• **READING PASSAGE**
The system in which we struggle to live, the system created to squeeze every single drop out of us and then discard us, feels just as inevitable, as unstoppable as death. All the marching, voting, leafleting, occupying, direct-actioning we can do, is it ever going to work for real? Do we, as a collective, ever get to rest?

And I don't know. Maybe not. Maybe the best efforts we can put forth are nothing but a delaying tactic, and maybe the sun will never rise on a world completely as it should be. But here’s the thing I keep coming back to, the lesson I’ve learned from the stubborn motherfucker56 who was my dad, and the stubborn ray of sunshine who was Jeffie, and the stubborn blorbo-from-my-shows who is Cassian Goddamned Andor: I will keep fighting anyway, because fuck you, that’s why.

The fight will keep going, and there will be music. There will be art. There will be poetry, and love, and fists and bricks and whatever else there needs to be, and by fuck, there will be music. Because we are human, and that’s what humans do. Because this work is hard, and it is frightening, and it is dangerous, and it is never-ending, and maybe it’s the job of the guy who sings pretty songs to keep us in time as we march forward. Maybe it’s our job to tell the stories of hope and triumph. Maybe it’s our job to give everybody else a little peace, a little rest. A little hope.

That’s why I “climb.” That’s why I got up this morning, despite how very much I would rather not have woken up at all. That’s why I still open my mouth when tears try to lock my jaw shut. If we’re all just shouting into the void, well, fine, but I’m still gonna shout. I’m going to stand on both feet and sing as loud as I can, until my voice is gone and my throat is raw, until my lungs collapse, until my heart stops.

We can bring to birth a new world from the ashes of the old.

Remember this: Try.

They think they do what they want, and a lot of times they can, because they have more power, more money, more everything.

I know.

But I do not approve. And I am not resigned.

Fuck the Empire. Cop City will never be built.


43. December(ish?), 2022: Diego Luna’s father died. Hashtag twinning.
44. I somehow wound up with a light, pure soprano, almost treble-like in its sweetness, exactly the opposite of my speaking voice and nothing like the throaty alto I still believe is my birthright.
45. Edna St. Vincent Millay, “Dirge Without Music”.
46. I know Andor has stated a different age. Don’t “well actually” me. I know more about Cassian Andor than you.
47. Edna St. Vincent Millay, “Dirge Without Music”.

• **SUPPLIED INFORMATION**

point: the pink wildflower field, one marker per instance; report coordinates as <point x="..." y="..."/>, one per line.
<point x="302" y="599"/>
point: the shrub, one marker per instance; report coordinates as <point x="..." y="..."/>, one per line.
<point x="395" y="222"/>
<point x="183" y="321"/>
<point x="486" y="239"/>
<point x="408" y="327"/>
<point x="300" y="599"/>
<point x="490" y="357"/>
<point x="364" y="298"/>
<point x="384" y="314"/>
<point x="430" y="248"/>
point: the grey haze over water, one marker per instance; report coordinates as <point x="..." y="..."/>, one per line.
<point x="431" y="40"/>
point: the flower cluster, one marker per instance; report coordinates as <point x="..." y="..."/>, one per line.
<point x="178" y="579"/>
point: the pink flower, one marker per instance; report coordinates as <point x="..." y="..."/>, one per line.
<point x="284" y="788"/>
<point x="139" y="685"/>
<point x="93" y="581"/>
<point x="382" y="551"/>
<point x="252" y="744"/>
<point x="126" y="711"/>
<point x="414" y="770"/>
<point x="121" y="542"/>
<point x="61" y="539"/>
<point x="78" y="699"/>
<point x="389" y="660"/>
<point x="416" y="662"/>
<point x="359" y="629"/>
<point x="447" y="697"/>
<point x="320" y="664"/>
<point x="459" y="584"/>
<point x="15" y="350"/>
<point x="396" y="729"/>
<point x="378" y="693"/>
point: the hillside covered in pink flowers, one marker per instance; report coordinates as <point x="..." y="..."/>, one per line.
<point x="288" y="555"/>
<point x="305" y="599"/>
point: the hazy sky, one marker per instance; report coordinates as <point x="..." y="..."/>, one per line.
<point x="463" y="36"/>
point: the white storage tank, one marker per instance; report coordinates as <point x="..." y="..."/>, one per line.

• **WHAT YOU WILL DO**
Extend the essay above about refusing to give up the fight, starting after its final line.

• **RESPONSE BOX**
48. Shoshana K. Goldberg, “Remembering Tortuguita”, Human Rights Campaign, 2023, hrc.org/news/remembering-tortuguita-indigenous-queer-and-non-binary-environmental-activist-and-forest-defender
49. Which is actually in Unincorporated Dekalb County, which, fun fact: residents of Unincorporated Dekalb don’t get any legal say in the decision to build this shit in their backyard, because the City of Atlanta owns the land.
50. Edna St. Vincent Millay, “Dirge Without Music”.
51. Votes cast in Atlanta’s 2021 mayoral runoff: 71,020. Referendum Petition Signatures Required: 58,231. Referendum Petition Signatures Reported: 116,000. A “statistical analysis” of less than 1% of those signatures found “nearly half” of the sample could not be validated. How fortunate that the Associated Press would never stoop to sensationalist headlines and buried ledes—oh, wait.
52. R.J. Rico, “Activists furious Democratic leaders haven’t denounced plan to check every ‘Stop Cop City’ signature”, Associate Press, 2023: apnews.com/article/atlanta-cop-city-referendum-signatures-cd116086ae553d30840a6ae68a8af413.
53. Christopher E. Bruce and Hina Shamsi, “RICO and Domestic Terrorism Charges Against Copy City Activists Sends a Chilling Message”, ACLU, 2023: aclu.org/news/free-speech/rico-and-domestic-terrorism-charges-against-cop-city-activists-send-a-chilling-message.
54. Edna St. Vincent Millay, “Dirge Without Music”.
55. Edna St. Vincent Millay, “Dirge Without Music”.
56. Picture the scene: I am freshly 19 years old. My dad and I are in the car, arguing about something stupid. Finally, in a fit of I’m-an-adult-ness, I call him a “stubborn motherfucker.” He gets deathly quiet (I swallow hard and make my peace with God), and then he turns, looks me dead in the face, and says: “Yes, I am.”